Filter out all lines without the word "metal" from the data below, please, and copy the rest.
------------------------------------------------------------
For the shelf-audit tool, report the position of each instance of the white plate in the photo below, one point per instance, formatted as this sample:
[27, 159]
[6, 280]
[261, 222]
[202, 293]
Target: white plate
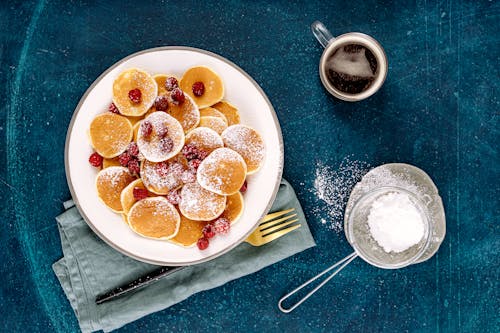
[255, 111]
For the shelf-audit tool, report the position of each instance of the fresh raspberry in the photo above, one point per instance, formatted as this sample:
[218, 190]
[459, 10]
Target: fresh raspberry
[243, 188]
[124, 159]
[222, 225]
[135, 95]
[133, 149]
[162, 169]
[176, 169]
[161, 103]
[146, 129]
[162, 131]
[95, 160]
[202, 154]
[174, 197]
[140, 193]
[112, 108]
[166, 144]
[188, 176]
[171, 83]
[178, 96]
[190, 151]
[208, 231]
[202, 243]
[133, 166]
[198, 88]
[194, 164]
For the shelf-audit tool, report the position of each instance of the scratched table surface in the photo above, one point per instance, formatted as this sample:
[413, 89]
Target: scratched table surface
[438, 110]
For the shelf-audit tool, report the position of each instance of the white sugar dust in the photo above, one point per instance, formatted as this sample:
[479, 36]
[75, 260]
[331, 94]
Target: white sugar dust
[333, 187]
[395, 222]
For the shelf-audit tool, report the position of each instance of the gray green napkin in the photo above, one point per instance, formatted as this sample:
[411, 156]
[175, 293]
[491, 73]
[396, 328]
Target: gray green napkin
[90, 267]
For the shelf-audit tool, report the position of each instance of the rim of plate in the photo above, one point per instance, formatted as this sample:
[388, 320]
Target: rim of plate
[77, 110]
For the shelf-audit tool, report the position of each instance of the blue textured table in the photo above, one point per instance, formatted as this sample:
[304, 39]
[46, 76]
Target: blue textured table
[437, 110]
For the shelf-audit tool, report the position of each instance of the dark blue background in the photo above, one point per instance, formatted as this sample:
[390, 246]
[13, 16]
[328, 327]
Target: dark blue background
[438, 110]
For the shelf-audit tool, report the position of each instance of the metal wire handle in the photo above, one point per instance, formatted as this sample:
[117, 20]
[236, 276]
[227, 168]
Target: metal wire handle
------------------------------------------------------------
→ Answer below:
For the shelf-audit tool, report the position of each instance of the metal wire handle in the photo above, one point per instance, formatted as this sample:
Target: metal wire handle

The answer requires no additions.